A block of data
-=-=-
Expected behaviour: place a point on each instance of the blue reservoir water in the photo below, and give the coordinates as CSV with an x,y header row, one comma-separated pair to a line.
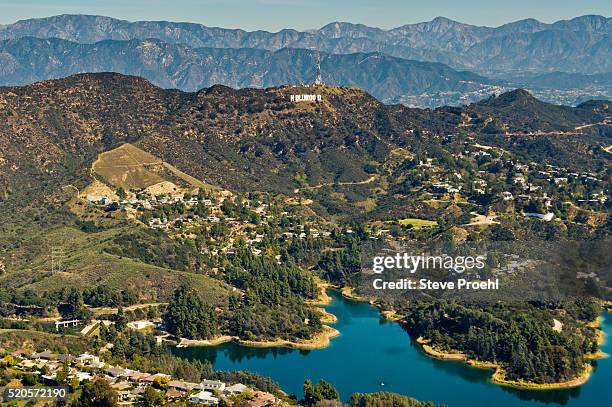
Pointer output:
x,y
373,354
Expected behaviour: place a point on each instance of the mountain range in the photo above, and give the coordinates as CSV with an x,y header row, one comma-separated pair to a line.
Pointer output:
x,y
51,132
582,44
29,59
441,62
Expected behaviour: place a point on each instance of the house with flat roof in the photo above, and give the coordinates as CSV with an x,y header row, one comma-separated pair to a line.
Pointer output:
x,y
212,385
205,397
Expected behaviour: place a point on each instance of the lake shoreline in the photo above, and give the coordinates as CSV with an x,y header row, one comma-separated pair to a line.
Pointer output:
x,y
319,341
498,376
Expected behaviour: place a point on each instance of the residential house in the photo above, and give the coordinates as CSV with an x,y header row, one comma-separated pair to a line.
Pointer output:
x,y
205,397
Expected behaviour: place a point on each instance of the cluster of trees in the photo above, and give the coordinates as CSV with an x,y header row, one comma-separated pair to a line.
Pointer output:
x,y
74,307
104,296
314,393
267,282
273,305
519,337
189,317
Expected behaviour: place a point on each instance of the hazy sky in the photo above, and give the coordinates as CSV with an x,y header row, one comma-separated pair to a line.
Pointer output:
x,y
273,15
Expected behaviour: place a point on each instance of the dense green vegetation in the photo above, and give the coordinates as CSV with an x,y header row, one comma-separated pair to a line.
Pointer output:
x,y
384,399
314,393
189,317
518,337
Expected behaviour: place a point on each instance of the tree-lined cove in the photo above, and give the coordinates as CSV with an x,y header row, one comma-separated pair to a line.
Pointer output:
x,y
373,354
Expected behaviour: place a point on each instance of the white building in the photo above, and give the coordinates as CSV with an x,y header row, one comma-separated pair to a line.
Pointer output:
x,y
214,385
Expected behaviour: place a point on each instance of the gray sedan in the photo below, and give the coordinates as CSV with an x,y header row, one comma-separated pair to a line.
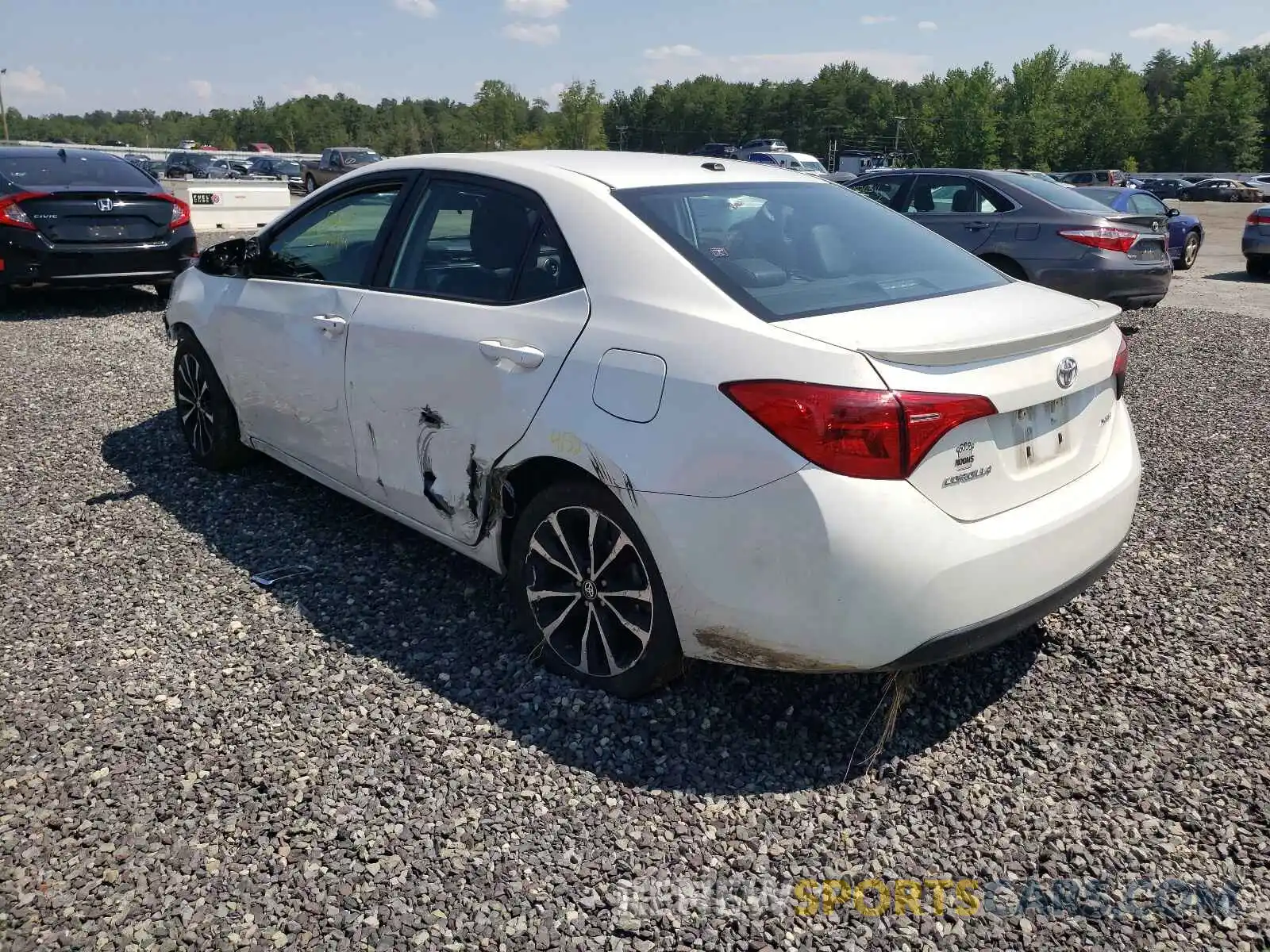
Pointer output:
x,y
1035,230
1257,241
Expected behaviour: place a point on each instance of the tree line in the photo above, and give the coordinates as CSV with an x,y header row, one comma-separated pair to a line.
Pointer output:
x,y
1202,112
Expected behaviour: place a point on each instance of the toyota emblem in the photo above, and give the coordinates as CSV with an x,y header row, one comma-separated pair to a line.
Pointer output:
x,y
1066,374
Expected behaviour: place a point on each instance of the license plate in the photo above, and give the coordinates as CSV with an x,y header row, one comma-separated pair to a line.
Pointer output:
x,y
1041,433
106,232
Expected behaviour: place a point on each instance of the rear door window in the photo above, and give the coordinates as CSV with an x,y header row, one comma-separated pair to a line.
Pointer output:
x,y
798,249
952,194
32,173
884,190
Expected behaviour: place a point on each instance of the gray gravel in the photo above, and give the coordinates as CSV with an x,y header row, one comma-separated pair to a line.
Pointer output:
x,y
366,757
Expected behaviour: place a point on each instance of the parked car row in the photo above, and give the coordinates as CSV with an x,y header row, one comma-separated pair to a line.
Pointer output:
x,y
1037,230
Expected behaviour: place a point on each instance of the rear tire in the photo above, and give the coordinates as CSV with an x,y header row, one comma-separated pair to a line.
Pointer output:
x,y
610,626
205,413
1191,251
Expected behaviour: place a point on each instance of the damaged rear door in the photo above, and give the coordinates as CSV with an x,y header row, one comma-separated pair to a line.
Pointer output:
x,y
456,347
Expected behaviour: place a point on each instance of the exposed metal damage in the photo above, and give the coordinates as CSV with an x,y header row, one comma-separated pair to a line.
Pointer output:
x,y
375,451
456,482
734,647
611,474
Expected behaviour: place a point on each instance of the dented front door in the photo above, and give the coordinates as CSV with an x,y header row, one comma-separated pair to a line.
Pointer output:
x,y
438,390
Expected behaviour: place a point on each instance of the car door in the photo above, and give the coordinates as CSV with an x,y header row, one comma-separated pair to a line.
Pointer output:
x,y
285,325
456,347
959,209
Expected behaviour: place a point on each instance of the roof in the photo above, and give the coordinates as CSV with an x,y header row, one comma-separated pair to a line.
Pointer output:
x,y
38,152
616,171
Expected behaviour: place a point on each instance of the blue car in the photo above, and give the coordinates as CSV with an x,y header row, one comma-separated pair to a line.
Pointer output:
x,y
1185,232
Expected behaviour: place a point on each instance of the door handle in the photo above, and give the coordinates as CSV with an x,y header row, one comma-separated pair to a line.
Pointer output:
x,y
520,355
332,324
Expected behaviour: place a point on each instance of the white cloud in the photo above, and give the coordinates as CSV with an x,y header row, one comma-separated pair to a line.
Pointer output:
x,y
543,10
1178,35
787,67
314,86
666,52
1091,56
552,93
539,33
31,84
417,8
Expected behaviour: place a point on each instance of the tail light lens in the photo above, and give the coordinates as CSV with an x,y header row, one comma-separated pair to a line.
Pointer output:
x,y
872,435
1106,239
1121,370
12,213
179,211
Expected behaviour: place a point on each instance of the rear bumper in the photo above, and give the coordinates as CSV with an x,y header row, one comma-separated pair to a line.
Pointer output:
x,y
1100,278
29,260
818,573
1255,245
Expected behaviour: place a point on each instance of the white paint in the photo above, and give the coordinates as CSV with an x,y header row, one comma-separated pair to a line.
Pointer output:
x,y
629,385
747,535
233,205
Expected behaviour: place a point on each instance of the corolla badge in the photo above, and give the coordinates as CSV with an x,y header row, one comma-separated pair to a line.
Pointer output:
x,y
1067,370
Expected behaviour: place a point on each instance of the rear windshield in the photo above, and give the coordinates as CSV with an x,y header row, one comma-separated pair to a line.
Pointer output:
x,y
1068,198
798,249
54,171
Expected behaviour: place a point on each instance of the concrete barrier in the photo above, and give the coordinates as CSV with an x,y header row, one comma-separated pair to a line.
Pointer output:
x,y
230,203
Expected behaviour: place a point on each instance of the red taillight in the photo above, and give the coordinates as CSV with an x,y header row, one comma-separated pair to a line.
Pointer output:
x,y
179,211
872,435
1121,370
1105,239
12,213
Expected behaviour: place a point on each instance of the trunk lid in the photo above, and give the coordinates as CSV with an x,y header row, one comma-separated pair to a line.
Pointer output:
x,y
1006,344
99,216
1153,248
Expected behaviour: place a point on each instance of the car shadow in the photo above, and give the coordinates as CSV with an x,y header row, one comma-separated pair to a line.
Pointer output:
x,y
1241,277
55,304
381,590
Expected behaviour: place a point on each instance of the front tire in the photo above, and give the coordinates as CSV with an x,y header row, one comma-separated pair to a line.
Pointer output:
x,y
586,587
205,413
1191,251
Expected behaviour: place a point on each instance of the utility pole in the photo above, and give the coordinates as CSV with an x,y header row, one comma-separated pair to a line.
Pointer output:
x,y
4,116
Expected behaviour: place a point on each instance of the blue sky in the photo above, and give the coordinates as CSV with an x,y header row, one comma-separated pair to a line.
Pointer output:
x,y
79,55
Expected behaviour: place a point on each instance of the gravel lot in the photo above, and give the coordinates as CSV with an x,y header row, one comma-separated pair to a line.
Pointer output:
x,y
366,757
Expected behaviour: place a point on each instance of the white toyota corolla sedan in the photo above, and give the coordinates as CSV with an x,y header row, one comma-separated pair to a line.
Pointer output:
x,y
691,408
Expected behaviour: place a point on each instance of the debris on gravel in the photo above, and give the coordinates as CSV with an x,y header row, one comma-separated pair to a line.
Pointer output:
x,y
366,757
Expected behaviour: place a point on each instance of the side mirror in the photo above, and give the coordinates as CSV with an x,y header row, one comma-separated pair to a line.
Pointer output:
x,y
228,259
-=-=-
▶ Set exercise: Rescale the stretch from the line containing "Expected behaviour: place a point on each instance of the front" through the end of the records. Reproduce every line, requests included, and multiply each coordinate in the answers by 1.85, rounding to whole numbers with halves rounded up.

▶ Solved exercise:
Expected behaviour: place a point on each instance of the front tire in the photo above, and give the coordinates as CSV with an x,y header row, one comma-separated pair to a line.
Pointer output:
x,y
1084,1086
379,764
2203,464
Expected behaviour: place a point on each instance of the utility pole in the photo above, and give the coordinates as CSV with an x,y header row, one comma-separated pair to a line.
Pointer output:
x,y
7,215
Expected behaviour: place a point on each instance of the blue sky in the photo above, and give the coordinates as CSV with an x,y header row, one comma-separated pair to a line.
Pointer output:
x,y
146,102
Expected behaviour: place a point on each instance of the gravel lot in the photo above, and give the coordinates as CSV with an x,y header row, one comma-separated pair to a line.
Pointer output:
x,y
677,1400
Expected behaviour: place a point on each instance of the white toyota corolla sedan in the photo above, and give the coordinates as CSV with an x,y header row, one comma-separated pair to a line.
Pointer output:
x,y
1278,755
Expected behaviour: place a point on each instance of the debris on gravel in the photo above, and give the coordinates as CSV with an x,y header row, one comma-separated pair to a line.
Pointer output:
x,y
677,1400
Expected behaviour: place a point on each instance of the side mirror in the photo above, and give the coordinates as CSV with an x,y header row, one comma-separated pair to a line.
Pointer output:
x,y
422,479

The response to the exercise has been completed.